» Kaynak Metin:
+ + +

Rus polisi, Suriye’deki devrimin merkezine girdi

Dera, Şam’ın yeni talepleriyle karşı karşıya.

Suriye’nin güneyinde, Dera el-Beled mahallesinin Erbain semtindeki bir Rus askeri aracı. (Horan Free Media)
Suriye’nin güneyinde, Dera el-Beled mahallesinin Erbain semtindeki bir Rus askeri aracı. (Horan Free Media)
TT

Rus polisi, Suriye’deki devrimin merkezine girdi

Suriye’nin güneyinde, Dera el-Beled mahallesinin Erbain semtindeki bir Rus askeri aracı. (Horan Free Media)
Suriye’nin güneyinde, Dera el-Beled mahallesinin Erbain semtindeki bir Rus askeri aracı. (Horan Free Media)

+ + +

» Verilen Bilgiler:

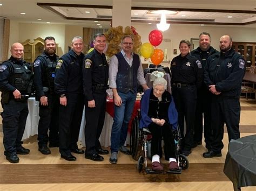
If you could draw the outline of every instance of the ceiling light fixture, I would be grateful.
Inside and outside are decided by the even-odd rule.
[[[160,21],[160,23],[157,24],[157,27],[159,30],[162,31],[163,32],[169,29],[170,24],[166,23],[166,17],[165,16],[165,13],[161,13],[161,20]]]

+ + +

» Alıştırma Bölümleri:
1. Aşağıdaki ifadelerin Dera haberiyle uyuşup uyuşmadığını belirtin. Her biri için evet ya da hayır deyin ve kararı veren sözcükleri haberden aynen alıntılayın.
(a) Rus askeri aracı, Dera el-Beled mahallesinin Erbain semtinde bulunuyor.
(b) Dera, Ankara'nın yeni talepleriyle karşı karşıya.
(c) Erbain semtindeki araç Suriye ordusuna ait.
2. Dera haberine göre Rus askeri aracı Suriye'nin hangi bölgesinde bulunuyor?
3. Dera haberini son cümlesinden sonra sürdürün.

» Alıştırma Sonuçları:
1.
(a) Evet: "Dera el-Beled mahallesinin Erbain semtindeki bir Rus askeri aracı"
(b) Hayır: "Dera, Şam’ın yeni talepleriyle karşı karşıya."
(c) Hayır: "bir Rus askeri aracı"

2. Suriye'nin güneyinde, Dera el-Beled mahallesinin Erbain semtinde.

3.
Suriye’de geçen salı akşamı tarafların üzerinde uzlaşı sağladığı yeni anlaşmaya yönelik darbe nedeniyle dün Dera el-Beled mahallesinde tansiyon yükseldi. Zira Dera’da Suriye rejimine bağlı güvenlik komitesi, Dera el-Beled Komitesi’nden 40 tüfek ve 2 DŞK silahı teslimatını da kapsayan yeni bir talepte bulundu. Ayrıca Dera el-Beled’de 9 askeri noktaya takviye sağlanmasını istedi. Aynı şekilde ordunun, Dera el-Beled’deki bazı evleri kontrol etmesi de talepler arasındaydı.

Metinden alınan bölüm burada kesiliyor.